• EXERCISE DESCRIPTION: Return the lines of every record below unchanged, character for character.

• Contour labeling records:
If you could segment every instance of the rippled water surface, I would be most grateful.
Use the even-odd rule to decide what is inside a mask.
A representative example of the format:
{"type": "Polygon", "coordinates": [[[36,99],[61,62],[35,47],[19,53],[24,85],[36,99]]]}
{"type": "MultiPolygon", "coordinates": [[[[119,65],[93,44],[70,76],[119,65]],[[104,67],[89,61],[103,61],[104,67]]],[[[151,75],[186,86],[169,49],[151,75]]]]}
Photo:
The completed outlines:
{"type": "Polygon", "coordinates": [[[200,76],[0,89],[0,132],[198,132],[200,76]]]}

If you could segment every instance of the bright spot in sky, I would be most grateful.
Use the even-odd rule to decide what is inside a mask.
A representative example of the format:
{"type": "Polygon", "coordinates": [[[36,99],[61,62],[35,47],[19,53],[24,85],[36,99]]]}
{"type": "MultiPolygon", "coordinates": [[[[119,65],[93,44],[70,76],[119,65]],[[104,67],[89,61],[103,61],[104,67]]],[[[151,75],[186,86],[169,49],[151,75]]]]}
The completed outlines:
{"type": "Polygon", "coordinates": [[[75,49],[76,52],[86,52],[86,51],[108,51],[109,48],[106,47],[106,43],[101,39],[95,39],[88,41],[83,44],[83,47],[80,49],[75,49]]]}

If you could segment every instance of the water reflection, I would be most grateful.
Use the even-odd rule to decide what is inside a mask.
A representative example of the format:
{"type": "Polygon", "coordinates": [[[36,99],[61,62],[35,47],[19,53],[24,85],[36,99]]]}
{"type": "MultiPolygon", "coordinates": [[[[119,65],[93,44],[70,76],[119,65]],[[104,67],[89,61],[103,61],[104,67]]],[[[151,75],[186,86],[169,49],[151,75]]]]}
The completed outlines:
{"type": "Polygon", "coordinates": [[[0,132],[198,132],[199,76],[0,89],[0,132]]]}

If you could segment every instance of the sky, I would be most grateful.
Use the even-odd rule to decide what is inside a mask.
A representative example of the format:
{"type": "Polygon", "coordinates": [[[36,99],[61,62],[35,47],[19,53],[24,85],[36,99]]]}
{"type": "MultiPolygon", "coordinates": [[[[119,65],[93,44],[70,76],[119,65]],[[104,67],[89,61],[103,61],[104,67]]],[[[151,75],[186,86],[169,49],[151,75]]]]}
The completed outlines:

• TASK OUTPUT:
If you could segment every instance of the rippled water surface, I would be most grateful.
Use the even-odd rule to decide what is inside a mask.
A representative example of the format:
{"type": "Polygon", "coordinates": [[[36,99],[61,62],[35,47],[19,53],[24,85],[36,99]]]}
{"type": "MultiPolygon", "coordinates": [[[[119,65],[93,44],[70,76],[119,65]],[[104,67],[89,61],[103,61],[104,67]]],[[[151,75],[186,86],[169,49],[151,75]]]]}
Photo:
The completed outlines:
{"type": "Polygon", "coordinates": [[[200,76],[0,89],[0,132],[198,132],[200,76]]]}

If you could segment every instance of the bright spot in sky, I would be most grateful.
Use the even-odd rule to decide what is inside a mask.
A representative example of the format:
{"type": "Polygon", "coordinates": [[[36,99],[61,62],[35,47],[19,53],[24,85],[36,99]]]}
{"type": "MultiPolygon", "coordinates": [[[[119,65],[93,44],[70,76],[119,65]],[[104,67],[89,61],[103,61],[104,67]]],[[[151,75],[186,86],[169,49],[151,75]]]]}
The completed outlines:
{"type": "Polygon", "coordinates": [[[75,49],[76,52],[86,52],[86,51],[108,51],[109,48],[106,47],[106,43],[101,39],[95,39],[88,41],[83,44],[83,47],[80,49],[75,49]]]}

If you could segment every instance of the water reflection, I would be most grateful.
Use the even-odd rule to decide what is inside a mask.
A representative example of the format:
{"type": "Polygon", "coordinates": [[[36,99],[61,62],[35,47],[19,53],[24,85],[36,99]]]}
{"type": "MultiPolygon", "coordinates": [[[[119,65],[93,44],[70,76],[119,65]],[[104,67],[89,61],[103,61],[104,67]]],[[[151,75],[186,86],[169,49],[151,75]]]]}
The completed outlines:
{"type": "Polygon", "coordinates": [[[0,132],[198,132],[199,76],[0,89],[0,132]]]}

If you could segment every instance of the sky, I would be most grateful.
Use the even-odd rule to decide what is inside a mask.
A representative example of the format:
{"type": "Polygon", "coordinates": [[[36,99],[61,62],[35,47],[19,53],[24,85],[36,99]]]}
{"type": "MultiPolygon", "coordinates": [[[[119,65],[93,44],[70,76],[119,65]],[[104,67],[89,61],[103,61],[104,67]]],[[[151,75],[186,86],[169,49],[151,75]]]]}
The completed outlines:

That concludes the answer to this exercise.